*Work instructions*.
Select every line in the material below that contains the word "could".

*Material for this exercise*.

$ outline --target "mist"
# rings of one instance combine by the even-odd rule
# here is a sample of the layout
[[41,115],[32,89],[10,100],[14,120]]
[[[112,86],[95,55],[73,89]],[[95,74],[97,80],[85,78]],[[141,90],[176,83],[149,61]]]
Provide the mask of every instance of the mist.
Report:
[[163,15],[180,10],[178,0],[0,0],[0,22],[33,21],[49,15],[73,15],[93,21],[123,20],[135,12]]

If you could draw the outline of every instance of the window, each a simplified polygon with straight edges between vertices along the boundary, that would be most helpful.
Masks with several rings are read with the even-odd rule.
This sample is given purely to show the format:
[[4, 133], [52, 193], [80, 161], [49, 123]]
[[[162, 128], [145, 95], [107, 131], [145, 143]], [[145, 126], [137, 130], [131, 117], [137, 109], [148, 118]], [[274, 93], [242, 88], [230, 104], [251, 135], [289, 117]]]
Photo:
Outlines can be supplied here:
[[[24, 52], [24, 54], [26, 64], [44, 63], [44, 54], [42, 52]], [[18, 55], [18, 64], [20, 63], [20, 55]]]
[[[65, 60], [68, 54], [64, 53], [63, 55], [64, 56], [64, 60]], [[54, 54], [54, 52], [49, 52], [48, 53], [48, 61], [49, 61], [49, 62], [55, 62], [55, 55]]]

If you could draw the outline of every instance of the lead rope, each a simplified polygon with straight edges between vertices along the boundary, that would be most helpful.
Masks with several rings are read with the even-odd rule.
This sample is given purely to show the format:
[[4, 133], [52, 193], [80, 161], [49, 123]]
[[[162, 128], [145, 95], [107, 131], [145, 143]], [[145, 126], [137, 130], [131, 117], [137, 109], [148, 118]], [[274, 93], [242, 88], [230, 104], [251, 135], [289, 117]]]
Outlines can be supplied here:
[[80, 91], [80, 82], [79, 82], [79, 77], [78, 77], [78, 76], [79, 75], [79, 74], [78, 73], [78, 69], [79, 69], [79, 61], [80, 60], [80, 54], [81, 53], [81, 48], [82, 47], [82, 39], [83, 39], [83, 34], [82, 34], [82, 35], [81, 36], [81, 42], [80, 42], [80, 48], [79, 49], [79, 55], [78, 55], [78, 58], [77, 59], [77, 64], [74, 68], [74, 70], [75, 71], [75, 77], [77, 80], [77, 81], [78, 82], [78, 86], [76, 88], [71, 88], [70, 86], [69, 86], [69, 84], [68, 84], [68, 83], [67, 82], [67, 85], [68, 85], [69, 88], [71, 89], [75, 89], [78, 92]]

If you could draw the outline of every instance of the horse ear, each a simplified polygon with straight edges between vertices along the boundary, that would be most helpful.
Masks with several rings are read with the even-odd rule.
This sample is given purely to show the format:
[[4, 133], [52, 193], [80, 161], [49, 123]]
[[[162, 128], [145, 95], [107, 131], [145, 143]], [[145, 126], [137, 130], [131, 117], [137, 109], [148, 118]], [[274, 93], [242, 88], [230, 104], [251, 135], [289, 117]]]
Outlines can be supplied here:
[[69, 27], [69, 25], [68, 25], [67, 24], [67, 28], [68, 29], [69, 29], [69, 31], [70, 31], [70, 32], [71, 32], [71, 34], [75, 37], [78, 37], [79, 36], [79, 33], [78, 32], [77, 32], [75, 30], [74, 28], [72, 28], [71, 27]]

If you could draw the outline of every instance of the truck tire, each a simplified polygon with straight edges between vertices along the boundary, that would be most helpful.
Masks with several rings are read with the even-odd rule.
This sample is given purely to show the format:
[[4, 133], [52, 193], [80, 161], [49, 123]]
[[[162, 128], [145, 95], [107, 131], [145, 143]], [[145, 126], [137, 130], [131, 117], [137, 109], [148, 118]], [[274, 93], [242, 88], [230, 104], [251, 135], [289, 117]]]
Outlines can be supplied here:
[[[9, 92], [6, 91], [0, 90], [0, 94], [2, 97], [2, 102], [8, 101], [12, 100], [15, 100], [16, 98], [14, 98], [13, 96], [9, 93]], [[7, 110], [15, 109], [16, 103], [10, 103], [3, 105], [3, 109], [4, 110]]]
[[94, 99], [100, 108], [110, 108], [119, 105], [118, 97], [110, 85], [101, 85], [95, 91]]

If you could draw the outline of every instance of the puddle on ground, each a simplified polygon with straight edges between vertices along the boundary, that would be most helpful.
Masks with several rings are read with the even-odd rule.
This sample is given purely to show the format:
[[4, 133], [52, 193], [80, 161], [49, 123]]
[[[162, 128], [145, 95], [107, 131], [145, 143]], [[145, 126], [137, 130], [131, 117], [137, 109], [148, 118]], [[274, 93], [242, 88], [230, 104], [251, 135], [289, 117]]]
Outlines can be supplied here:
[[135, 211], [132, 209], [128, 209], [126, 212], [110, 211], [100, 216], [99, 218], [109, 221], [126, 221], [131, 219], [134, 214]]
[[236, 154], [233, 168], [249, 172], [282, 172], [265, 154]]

* * *

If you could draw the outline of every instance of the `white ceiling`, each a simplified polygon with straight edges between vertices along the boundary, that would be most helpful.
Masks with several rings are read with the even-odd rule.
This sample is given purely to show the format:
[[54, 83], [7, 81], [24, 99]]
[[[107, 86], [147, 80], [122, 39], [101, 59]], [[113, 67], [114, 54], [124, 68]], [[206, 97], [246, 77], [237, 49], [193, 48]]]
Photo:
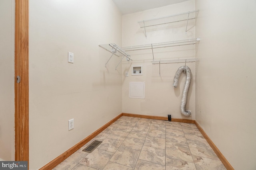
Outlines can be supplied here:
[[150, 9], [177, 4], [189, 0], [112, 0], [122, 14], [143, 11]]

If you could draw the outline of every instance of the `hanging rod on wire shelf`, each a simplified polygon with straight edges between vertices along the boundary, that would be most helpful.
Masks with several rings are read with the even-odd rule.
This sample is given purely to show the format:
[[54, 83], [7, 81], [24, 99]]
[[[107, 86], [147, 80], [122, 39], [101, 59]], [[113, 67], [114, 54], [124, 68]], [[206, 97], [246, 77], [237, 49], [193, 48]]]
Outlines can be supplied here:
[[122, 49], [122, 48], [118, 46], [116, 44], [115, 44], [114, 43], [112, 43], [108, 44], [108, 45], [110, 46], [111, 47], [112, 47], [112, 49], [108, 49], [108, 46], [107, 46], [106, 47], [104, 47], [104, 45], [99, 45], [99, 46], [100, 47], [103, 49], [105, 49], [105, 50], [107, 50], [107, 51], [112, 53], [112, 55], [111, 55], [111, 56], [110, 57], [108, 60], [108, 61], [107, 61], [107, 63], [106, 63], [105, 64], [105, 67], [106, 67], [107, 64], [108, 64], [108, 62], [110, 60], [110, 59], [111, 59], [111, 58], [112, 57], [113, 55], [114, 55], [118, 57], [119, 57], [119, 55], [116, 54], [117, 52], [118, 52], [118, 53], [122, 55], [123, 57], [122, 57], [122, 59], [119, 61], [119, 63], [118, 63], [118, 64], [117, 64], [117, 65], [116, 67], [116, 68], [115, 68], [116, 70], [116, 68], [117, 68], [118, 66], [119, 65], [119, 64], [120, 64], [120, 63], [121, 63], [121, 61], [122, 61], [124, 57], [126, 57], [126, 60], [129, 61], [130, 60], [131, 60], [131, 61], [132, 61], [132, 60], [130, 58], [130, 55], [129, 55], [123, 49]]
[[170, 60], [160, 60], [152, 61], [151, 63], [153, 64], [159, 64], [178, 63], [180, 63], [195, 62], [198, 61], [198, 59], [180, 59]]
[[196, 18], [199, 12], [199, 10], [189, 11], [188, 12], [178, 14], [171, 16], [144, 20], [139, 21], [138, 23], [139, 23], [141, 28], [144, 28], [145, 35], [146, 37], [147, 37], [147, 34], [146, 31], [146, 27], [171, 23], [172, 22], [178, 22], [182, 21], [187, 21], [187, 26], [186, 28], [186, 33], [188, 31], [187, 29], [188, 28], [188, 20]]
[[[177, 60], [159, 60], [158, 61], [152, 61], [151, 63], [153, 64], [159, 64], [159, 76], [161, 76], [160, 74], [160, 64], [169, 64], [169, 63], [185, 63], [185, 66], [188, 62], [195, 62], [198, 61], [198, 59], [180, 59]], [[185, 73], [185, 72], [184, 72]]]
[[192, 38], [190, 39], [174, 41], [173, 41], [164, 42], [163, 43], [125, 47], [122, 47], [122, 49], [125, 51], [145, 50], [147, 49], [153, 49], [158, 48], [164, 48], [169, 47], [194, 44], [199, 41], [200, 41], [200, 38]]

*Written solution*.
If you could draw the outline of every instance of the window, each a simplified polygon with straight edges between vertices along the boundary, that would be most helpful.
If you could draw the outline of every instance of the lead rope, each a simplified polygon with straight edges between vertices along the boundary, that would be most helpful.
If you could draw the outline of every instance of the horse ear, each a simplified polygon with straight edges between vertices along the boundary, that would be most helpful.
If you could draw the outline of every instance of the truck tire, each a simplified polygon with straight edges between vertices along the boundary, that would be most helpful.
If you could draw the outline of every instance of the puddle on ground, each a simplified polygon with straight edges between vertices along the boundary, that would be most helpful.
If you could draw the outline of every instance of the `white ceiling`, each a simplified polygon with straight edges between vertices along the boundary, that would be most helpful.
If you could draw the outline of every instance of the `hanging rod on wire shelf`, each a simplified polygon with straight edges between vertices along the boundary, that would be most helpful.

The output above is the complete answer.